- _Given entries_
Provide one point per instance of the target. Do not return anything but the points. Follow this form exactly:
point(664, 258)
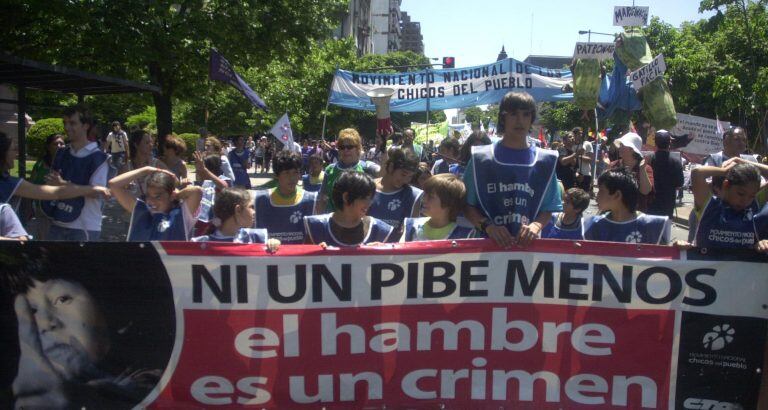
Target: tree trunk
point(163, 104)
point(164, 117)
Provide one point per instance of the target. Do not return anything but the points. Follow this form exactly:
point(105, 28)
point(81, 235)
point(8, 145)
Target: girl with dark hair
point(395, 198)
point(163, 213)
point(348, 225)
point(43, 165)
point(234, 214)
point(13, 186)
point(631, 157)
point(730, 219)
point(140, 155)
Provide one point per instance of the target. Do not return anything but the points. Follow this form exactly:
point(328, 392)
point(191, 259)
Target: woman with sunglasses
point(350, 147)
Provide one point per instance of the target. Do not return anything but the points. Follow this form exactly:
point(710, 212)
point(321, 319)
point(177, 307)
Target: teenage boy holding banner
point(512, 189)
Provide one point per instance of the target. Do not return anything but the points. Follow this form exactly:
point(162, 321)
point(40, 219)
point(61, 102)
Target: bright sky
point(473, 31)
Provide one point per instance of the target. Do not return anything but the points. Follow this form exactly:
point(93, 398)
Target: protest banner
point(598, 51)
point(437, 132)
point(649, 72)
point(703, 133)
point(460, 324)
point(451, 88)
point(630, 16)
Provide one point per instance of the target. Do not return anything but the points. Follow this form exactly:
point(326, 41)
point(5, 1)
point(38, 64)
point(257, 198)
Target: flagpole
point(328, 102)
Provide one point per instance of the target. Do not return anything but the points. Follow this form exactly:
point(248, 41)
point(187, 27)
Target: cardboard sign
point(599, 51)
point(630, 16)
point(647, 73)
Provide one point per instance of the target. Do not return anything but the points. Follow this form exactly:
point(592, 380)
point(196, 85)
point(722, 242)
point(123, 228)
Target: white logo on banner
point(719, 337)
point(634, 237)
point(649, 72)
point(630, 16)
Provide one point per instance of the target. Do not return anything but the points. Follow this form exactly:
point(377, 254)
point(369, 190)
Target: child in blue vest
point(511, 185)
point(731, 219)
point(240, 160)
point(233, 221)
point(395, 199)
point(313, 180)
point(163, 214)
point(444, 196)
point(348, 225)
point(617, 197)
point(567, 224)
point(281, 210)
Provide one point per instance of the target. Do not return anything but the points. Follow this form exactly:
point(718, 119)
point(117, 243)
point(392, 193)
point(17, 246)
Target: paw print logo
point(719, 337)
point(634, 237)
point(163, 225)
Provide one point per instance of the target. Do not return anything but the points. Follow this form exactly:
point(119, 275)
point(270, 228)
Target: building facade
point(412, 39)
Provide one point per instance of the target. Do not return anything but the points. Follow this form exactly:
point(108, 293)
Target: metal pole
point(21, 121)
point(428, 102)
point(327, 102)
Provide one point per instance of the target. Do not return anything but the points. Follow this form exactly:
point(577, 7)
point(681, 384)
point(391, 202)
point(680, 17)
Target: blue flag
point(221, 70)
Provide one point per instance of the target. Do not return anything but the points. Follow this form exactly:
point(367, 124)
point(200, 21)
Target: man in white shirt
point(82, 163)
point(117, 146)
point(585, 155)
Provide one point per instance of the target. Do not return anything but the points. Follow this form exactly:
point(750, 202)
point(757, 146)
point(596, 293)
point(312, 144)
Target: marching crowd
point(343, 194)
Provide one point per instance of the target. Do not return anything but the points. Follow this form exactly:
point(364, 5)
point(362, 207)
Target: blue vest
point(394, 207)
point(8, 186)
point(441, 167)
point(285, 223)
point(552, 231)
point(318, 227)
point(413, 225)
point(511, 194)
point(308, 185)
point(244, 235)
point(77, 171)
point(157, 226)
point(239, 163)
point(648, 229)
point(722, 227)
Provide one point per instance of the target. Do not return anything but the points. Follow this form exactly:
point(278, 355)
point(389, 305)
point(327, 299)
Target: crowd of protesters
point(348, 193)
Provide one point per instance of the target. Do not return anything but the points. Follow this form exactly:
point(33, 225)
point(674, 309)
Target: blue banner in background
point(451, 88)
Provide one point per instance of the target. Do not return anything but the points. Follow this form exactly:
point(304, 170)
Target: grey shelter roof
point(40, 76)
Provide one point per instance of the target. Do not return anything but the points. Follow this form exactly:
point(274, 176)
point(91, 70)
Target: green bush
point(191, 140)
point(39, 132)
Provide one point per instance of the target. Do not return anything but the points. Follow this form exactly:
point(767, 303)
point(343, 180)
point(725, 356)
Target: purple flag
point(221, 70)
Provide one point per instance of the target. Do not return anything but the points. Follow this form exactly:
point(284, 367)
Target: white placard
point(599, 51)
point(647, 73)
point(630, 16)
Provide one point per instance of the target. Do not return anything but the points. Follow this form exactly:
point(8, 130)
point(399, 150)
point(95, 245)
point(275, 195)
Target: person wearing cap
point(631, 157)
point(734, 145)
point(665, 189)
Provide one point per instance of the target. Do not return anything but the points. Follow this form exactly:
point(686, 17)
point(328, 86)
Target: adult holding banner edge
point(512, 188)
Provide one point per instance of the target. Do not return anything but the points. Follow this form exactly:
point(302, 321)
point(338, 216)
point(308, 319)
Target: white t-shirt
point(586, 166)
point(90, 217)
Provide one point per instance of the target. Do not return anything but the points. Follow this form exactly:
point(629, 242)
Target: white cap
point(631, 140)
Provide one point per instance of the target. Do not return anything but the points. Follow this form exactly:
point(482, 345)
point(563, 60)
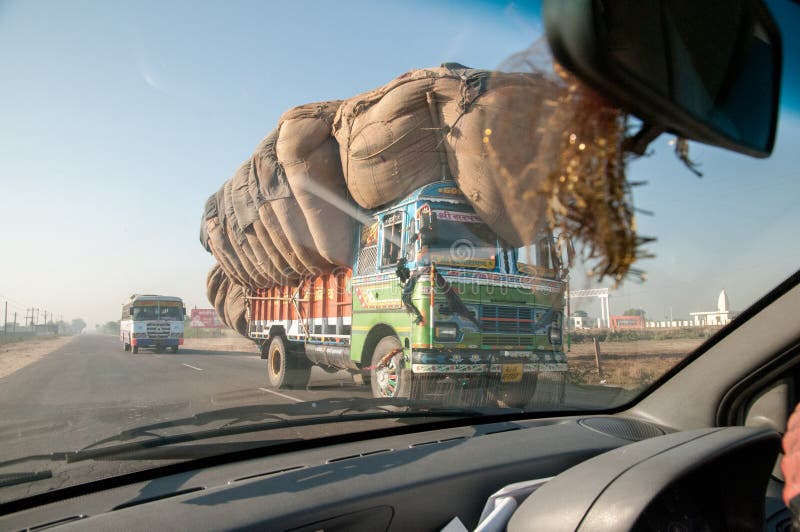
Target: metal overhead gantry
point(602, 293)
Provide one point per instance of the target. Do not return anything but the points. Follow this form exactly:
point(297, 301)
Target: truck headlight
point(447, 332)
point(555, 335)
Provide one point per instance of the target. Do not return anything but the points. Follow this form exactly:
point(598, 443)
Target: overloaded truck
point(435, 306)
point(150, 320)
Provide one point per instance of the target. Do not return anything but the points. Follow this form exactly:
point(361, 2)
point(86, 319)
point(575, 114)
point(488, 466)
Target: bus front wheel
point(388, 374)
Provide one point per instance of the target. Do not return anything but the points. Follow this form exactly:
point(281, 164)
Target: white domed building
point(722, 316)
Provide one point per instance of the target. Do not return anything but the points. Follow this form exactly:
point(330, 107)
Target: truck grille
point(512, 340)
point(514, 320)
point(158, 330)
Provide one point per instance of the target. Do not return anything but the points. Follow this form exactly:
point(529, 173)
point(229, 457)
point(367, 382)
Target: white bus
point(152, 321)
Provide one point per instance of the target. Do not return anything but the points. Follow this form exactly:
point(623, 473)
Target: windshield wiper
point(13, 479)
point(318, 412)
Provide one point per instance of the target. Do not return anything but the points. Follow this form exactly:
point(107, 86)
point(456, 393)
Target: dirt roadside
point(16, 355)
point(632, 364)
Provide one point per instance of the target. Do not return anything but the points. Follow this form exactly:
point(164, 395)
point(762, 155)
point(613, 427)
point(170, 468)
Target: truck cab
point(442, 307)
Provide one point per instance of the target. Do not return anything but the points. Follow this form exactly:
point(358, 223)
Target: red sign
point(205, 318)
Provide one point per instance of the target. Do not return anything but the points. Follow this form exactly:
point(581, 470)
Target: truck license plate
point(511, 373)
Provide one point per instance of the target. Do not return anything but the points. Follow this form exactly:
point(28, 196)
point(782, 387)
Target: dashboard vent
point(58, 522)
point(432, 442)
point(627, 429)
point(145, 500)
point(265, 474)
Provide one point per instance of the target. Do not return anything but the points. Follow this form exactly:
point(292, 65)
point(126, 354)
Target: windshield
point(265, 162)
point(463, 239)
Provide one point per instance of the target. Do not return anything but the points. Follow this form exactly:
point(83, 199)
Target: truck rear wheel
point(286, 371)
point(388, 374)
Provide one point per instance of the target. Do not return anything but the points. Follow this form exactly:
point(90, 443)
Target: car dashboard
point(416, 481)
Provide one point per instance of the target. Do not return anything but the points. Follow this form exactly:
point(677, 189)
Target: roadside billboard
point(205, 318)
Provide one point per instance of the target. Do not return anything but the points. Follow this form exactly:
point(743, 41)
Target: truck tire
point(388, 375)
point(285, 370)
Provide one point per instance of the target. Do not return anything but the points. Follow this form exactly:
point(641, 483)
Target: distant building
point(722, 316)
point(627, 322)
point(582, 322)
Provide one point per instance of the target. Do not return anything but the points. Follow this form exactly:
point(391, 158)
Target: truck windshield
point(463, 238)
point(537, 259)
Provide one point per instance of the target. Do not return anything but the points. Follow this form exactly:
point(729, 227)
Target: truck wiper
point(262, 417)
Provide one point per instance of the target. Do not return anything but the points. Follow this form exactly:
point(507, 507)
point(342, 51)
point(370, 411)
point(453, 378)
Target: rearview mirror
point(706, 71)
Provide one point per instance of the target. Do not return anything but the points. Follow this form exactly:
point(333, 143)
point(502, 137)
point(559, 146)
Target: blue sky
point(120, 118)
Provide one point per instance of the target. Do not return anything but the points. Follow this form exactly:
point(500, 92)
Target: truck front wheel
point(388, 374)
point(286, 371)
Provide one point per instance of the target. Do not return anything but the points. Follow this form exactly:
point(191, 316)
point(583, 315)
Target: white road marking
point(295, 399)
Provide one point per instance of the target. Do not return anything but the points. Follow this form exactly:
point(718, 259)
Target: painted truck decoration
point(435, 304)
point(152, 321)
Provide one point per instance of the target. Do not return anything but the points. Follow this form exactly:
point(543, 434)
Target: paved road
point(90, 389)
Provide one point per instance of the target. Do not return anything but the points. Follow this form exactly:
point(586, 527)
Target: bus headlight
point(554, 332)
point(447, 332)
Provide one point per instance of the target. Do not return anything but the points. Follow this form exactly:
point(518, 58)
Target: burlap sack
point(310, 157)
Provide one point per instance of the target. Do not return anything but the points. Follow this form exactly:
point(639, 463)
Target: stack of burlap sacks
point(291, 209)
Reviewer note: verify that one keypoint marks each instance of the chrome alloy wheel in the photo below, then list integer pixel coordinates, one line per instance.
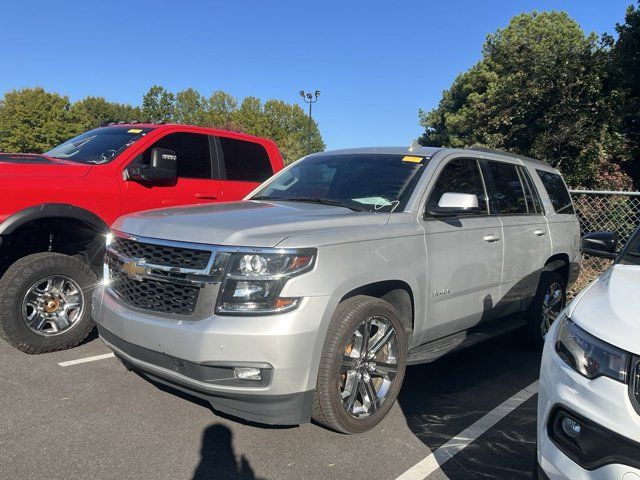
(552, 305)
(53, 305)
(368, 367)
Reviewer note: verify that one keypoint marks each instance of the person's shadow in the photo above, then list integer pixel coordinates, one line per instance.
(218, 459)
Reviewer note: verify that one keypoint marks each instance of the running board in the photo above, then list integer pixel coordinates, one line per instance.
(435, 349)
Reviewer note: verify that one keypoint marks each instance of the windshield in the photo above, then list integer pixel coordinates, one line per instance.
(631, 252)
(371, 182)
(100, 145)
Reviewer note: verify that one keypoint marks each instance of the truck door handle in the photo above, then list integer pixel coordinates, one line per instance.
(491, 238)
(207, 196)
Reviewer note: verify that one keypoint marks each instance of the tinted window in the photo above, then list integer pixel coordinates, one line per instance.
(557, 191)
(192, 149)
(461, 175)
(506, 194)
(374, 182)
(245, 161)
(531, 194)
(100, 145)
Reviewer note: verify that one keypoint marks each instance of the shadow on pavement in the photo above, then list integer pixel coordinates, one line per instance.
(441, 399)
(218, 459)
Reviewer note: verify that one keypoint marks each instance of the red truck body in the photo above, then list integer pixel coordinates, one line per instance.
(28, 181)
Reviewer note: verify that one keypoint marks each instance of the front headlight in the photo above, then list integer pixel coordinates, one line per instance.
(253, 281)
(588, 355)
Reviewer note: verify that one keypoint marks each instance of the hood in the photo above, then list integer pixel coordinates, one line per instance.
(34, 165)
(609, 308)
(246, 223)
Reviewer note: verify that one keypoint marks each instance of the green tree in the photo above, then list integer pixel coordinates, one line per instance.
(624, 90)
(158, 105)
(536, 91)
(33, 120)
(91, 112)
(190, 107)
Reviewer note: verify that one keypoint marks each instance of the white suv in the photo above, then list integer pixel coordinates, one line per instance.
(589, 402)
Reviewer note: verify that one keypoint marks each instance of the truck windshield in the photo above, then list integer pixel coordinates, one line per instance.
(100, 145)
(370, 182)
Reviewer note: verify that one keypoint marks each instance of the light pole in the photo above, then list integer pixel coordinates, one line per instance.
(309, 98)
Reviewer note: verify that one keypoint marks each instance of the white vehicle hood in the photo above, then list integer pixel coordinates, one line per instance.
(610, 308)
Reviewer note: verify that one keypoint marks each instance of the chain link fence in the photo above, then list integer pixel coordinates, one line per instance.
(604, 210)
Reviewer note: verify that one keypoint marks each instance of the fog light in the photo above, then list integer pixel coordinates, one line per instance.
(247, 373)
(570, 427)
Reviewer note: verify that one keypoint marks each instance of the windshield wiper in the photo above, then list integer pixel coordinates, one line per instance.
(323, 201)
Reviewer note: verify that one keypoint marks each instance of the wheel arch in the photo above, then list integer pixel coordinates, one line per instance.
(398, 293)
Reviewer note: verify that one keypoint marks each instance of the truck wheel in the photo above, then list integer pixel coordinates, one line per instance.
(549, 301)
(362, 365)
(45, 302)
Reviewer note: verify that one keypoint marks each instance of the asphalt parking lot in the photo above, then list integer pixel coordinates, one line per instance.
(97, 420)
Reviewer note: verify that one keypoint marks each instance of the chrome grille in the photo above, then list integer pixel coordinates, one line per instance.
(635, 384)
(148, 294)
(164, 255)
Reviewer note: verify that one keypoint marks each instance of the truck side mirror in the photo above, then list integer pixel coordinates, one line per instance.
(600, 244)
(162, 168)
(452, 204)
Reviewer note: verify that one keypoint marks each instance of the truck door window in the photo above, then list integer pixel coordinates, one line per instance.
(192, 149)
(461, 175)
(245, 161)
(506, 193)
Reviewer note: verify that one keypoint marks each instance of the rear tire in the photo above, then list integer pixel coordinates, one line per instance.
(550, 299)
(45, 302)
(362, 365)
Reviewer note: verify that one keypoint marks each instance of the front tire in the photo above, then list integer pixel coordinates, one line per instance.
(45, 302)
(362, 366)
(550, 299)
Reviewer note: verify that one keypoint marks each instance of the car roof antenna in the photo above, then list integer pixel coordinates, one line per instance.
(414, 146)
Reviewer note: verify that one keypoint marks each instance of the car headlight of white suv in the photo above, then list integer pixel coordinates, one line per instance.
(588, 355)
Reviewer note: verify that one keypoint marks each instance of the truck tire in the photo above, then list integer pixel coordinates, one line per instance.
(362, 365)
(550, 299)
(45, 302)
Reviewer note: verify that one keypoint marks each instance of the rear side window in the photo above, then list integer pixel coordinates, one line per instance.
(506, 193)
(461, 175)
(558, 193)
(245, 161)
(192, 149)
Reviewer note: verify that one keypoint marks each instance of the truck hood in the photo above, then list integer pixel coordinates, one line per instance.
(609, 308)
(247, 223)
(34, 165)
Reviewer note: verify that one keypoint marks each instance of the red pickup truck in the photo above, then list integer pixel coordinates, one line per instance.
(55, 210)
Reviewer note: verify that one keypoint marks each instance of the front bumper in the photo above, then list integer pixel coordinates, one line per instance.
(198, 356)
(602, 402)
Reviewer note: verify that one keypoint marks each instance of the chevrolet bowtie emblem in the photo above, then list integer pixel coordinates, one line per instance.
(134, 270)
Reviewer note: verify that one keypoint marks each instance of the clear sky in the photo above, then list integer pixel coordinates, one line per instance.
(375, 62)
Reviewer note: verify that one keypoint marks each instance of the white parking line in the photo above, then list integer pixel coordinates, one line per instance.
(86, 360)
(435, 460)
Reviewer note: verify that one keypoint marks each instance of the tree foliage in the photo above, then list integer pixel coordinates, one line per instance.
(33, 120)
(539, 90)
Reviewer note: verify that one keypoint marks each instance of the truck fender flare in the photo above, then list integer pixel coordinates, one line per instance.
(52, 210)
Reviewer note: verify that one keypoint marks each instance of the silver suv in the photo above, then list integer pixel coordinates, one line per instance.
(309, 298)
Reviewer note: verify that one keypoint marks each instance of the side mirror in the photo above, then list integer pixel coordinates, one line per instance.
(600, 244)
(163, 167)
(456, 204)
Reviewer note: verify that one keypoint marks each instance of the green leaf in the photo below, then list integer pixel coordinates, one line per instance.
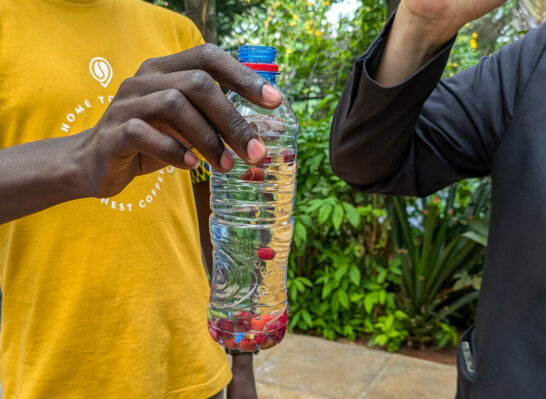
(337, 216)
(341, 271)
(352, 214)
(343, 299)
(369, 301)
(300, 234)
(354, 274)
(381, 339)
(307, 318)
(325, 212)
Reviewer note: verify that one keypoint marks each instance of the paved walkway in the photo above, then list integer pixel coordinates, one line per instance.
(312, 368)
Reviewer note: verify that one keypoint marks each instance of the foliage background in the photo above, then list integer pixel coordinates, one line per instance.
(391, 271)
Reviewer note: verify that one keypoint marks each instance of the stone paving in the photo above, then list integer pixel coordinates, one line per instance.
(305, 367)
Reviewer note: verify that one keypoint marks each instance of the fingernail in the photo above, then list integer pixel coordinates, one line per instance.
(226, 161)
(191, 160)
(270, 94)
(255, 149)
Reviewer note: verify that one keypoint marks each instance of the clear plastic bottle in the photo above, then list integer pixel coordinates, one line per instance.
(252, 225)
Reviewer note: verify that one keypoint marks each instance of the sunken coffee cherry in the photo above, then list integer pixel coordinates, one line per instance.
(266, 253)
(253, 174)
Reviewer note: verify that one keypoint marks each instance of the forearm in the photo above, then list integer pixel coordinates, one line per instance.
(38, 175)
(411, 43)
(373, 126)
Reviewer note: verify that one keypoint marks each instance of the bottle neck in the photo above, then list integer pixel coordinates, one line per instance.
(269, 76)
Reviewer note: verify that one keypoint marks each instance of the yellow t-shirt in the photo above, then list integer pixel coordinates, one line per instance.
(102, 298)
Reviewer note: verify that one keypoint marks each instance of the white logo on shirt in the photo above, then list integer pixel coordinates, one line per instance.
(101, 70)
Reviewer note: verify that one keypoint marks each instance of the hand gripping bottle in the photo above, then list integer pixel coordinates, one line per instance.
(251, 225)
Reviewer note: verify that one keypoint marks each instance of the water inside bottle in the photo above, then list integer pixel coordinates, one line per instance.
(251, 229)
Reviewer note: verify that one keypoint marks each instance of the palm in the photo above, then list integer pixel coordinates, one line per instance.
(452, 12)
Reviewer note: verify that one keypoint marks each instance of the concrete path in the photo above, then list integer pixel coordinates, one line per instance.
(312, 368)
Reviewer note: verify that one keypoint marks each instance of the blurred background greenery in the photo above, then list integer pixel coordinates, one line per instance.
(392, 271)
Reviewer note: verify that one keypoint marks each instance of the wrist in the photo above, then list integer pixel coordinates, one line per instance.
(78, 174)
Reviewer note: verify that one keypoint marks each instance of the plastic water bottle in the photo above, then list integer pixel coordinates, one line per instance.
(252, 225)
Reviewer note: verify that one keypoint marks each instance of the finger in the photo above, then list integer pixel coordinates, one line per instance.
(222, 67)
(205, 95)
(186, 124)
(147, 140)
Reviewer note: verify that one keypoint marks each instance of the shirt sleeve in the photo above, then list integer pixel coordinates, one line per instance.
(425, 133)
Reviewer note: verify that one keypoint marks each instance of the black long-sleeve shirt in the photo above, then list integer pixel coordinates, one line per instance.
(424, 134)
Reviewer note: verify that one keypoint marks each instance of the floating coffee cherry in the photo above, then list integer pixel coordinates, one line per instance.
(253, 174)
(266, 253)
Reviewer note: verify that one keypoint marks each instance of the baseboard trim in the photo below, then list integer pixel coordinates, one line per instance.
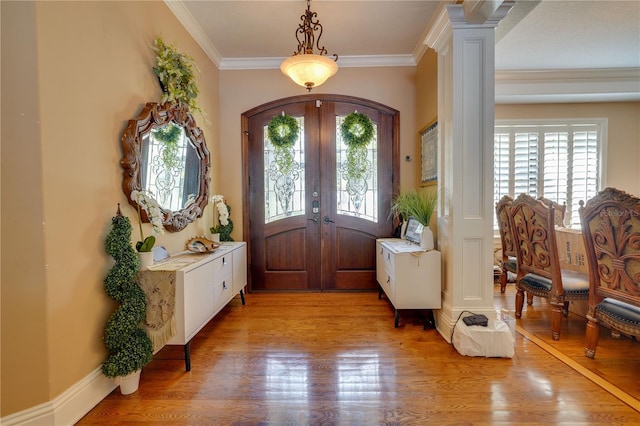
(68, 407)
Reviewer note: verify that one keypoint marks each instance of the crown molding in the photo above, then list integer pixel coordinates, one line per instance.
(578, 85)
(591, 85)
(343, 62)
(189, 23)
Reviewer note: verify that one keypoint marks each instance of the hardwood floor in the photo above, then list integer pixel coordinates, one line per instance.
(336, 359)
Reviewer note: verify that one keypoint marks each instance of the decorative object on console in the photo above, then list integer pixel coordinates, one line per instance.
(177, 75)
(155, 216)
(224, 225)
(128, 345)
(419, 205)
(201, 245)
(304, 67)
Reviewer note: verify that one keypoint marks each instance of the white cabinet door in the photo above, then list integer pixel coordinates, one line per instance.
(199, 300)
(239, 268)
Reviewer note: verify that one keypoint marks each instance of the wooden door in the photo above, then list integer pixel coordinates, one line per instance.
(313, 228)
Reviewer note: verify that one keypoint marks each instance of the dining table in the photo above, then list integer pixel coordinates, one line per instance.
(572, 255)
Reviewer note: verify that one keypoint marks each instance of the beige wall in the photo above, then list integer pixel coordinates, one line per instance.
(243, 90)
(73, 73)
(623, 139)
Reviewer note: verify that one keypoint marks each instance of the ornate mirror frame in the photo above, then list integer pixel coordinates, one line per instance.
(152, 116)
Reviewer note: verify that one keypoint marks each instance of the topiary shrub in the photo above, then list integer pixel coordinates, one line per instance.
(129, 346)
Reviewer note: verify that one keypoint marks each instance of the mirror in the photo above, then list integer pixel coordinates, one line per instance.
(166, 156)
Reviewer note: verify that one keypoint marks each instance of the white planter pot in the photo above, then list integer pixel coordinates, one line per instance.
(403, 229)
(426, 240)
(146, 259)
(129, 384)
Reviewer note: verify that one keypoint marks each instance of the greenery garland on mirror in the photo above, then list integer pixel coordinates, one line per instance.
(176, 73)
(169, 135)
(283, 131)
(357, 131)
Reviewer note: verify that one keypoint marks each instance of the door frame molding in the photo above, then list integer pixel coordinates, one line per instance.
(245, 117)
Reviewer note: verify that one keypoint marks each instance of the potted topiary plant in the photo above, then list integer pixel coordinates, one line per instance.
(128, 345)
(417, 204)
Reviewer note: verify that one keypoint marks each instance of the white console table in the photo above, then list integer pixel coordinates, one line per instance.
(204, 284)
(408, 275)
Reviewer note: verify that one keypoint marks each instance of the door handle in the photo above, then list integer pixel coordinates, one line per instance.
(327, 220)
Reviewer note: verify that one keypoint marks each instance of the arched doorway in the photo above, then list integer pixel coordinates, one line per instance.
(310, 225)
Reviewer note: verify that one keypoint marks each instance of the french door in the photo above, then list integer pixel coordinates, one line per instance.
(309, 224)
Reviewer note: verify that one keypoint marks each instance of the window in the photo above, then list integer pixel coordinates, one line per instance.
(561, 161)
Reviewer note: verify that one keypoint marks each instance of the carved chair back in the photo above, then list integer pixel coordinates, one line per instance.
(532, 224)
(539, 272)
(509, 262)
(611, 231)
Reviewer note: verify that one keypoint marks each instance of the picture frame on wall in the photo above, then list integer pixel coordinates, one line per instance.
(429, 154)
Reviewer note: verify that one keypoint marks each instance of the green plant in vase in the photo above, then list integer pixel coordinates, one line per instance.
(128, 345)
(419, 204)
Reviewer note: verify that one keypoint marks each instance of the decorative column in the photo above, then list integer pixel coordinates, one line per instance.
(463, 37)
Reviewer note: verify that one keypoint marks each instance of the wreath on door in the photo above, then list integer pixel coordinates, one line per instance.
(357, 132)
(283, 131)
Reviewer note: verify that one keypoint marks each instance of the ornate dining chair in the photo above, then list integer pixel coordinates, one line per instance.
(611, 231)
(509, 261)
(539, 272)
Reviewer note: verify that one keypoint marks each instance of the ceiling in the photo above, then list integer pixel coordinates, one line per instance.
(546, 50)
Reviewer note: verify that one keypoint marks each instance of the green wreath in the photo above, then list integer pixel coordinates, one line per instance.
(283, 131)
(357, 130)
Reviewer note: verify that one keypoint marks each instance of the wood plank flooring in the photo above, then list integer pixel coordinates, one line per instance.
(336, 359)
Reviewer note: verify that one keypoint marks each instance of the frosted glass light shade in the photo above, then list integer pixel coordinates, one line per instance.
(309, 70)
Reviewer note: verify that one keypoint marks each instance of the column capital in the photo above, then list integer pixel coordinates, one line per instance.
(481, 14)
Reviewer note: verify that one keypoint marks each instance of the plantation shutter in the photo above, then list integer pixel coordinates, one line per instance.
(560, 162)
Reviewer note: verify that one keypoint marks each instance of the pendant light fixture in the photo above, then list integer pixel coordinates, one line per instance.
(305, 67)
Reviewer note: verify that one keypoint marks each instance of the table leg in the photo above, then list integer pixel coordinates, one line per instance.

- _Your instructions_
The first line of the entries, the line containing "point(61, 102)", and every line between them are to be output exactly; pictures are not.

- _Your response_
Provide one point per instance of the target. Do not return anything but the points. Follow this form exactly:
point(664, 258)
Target: tree trunk
point(163, 104)
point(164, 117)
Provide one point per instance of the target. Do not return anything but the points. Follow this form exactly:
point(105, 28)
point(81, 235)
point(8, 145)
Target: girl with dark hair
point(395, 198)
point(163, 213)
point(348, 225)
point(43, 165)
point(234, 214)
point(13, 186)
point(631, 157)
point(730, 219)
point(140, 155)
Provide one point per instance of the target. Do not return anything but the points. Follow this form exactly:
point(328, 392)
point(191, 259)
Target: woman with sunglasses
point(350, 147)
Provide one point per instance of the target. Do not return anything but the points. Follow this form exactly:
point(710, 212)
point(321, 319)
point(177, 307)
Target: teenage boy holding banner
point(512, 189)
Provide one point per instance of the target. Do not return anything but the points. Follow this form exactly:
point(162, 321)
point(40, 219)
point(61, 102)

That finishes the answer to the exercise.